┌─ Supplied material
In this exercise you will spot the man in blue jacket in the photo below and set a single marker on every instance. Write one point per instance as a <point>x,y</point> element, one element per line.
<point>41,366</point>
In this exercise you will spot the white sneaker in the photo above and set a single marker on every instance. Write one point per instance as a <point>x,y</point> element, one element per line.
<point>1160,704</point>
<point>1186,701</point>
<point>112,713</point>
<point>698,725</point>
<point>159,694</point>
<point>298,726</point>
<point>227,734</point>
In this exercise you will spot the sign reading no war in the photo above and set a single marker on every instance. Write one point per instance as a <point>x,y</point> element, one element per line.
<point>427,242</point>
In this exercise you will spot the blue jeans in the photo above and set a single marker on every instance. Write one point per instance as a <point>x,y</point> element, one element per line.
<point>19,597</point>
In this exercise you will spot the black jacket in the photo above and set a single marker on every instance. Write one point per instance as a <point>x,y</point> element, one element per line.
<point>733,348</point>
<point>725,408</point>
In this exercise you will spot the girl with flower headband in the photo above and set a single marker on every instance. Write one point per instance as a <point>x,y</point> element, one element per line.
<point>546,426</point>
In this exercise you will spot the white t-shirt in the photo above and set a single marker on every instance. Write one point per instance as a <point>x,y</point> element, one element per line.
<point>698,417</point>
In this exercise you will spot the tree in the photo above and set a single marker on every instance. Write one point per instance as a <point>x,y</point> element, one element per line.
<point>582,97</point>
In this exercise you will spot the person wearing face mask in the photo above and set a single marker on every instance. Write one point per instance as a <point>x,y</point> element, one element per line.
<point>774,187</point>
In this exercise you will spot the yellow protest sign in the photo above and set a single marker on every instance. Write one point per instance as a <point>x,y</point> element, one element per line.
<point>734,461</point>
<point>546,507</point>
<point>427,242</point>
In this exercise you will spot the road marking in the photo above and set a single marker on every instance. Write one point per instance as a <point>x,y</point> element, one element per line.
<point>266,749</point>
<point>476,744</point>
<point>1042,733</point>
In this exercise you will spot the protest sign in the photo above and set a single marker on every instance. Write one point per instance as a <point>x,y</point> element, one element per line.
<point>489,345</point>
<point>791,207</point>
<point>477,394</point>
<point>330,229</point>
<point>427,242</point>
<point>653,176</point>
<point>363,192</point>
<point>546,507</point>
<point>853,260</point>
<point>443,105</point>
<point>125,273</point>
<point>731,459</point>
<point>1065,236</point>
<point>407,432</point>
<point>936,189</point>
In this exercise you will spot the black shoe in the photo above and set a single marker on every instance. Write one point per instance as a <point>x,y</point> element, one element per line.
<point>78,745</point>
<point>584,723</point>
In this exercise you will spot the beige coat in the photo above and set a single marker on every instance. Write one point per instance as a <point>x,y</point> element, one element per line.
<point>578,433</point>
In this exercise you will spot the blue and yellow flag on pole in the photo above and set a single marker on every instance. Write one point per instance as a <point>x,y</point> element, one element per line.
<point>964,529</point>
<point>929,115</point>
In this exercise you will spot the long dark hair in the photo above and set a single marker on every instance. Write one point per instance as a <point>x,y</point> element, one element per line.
└─
* _How to complete this task_
A complete, exact transcription of the data above is the required answer.

* _Response to the task_
In this exercise you will spot the man in blue jacket in the photo below and set a single marker on every instance. Write one point per instance as a <point>x,y</point> element, one element per line.
<point>41,366</point>
In this exercise you will spot the white sneaker in the photo above and set a single marker on every instance. Write one point per instance as a <point>x,y</point> element, one element per line.
<point>1160,704</point>
<point>1186,701</point>
<point>112,713</point>
<point>698,725</point>
<point>159,694</point>
<point>298,726</point>
<point>227,734</point>
In this exercise you will spot the sign reading no war in the photo above and set a single marker on every instance. Write one point per instance as a <point>x,y</point> element, one element per line.
<point>427,242</point>
In this exercise you will spot the blue jeans in the photo above and set a single marker on every instance. Write one point per instance as a <point>x,y</point> element, one element per line.
<point>19,597</point>
In this exercise you will spot the black jacket in the photo above and set a single marker on every instance. Write one point per instance as a <point>x,y</point> element, one element per line.
<point>733,348</point>
<point>725,408</point>
In this exercise you will spot the girl with flower headband in the photo above and set a single marker on every instance. Write one point per instance as a <point>x,y</point> element, one element per line.
<point>546,426</point>
In this exercise you will spot the white t-shirt in the photo above and set a single marker on every instance. Write one point per instance as a <point>x,y</point> element, one element per line.
<point>698,417</point>
In this exercise you will spot the tree in the photo above and set a single marker on every instance. Write one point per instance as a <point>x,y</point> element, one element per line.
<point>582,97</point>
In this exercise you will spot the person wearing face mask in the photo above and set a single marker on every instance. Write one point per instance as a <point>x,y</point> element, one element per line.
<point>774,187</point>
In this exercise you will spot the yellow protest sign in the photo above and set a single marker on every instance. Write one point per instance as a <point>x,y</point> element, one element per line.
<point>734,461</point>
<point>546,507</point>
<point>427,242</point>
In this exercise you will spot the road marking in the photo above and set a single marker on every instance. Write one point per instance as a <point>x,y</point> element, one element per line.
<point>266,749</point>
<point>476,744</point>
<point>1042,733</point>
In this exercise you will spot the protest sign in the photo above and set a single marker on every instance. Write one point per instance as a <point>x,y</point> element, one element per line.
<point>489,345</point>
<point>791,207</point>
<point>477,394</point>
<point>330,229</point>
<point>427,242</point>
<point>653,176</point>
<point>363,192</point>
<point>546,507</point>
<point>853,260</point>
<point>443,105</point>
<point>125,273</point>
<point>731,459</point>
<point>1065,236</point>
<point>407,432</point>
<point>936,189</point>
In this exercise you will spot the black shoe in the photo above and set a single marker on every instance. Write one point per instance as a <point>x,y</point> element, one element per line.
<point>78,745</point>
<point>584,723</point>
In this exercise you will spot the beige coat in the photo above and set a single marker on every instance. Write one point per instance as a <point>x,y</point> element, one element per line.
<point>578,433</point>
In this exercise you will spot the blue and yellow flag on pole in the photo above and set a single marker on every instance. Write one point per instance as a <point>x,y</point> element, one element per line.
<point>964,529</point>
<point>929,115</point>
In this exercise you will spot the long dark hair in the photo above and set a single marker on every instance. Write one point per instance as a <point>x,y</point> element, one element per line.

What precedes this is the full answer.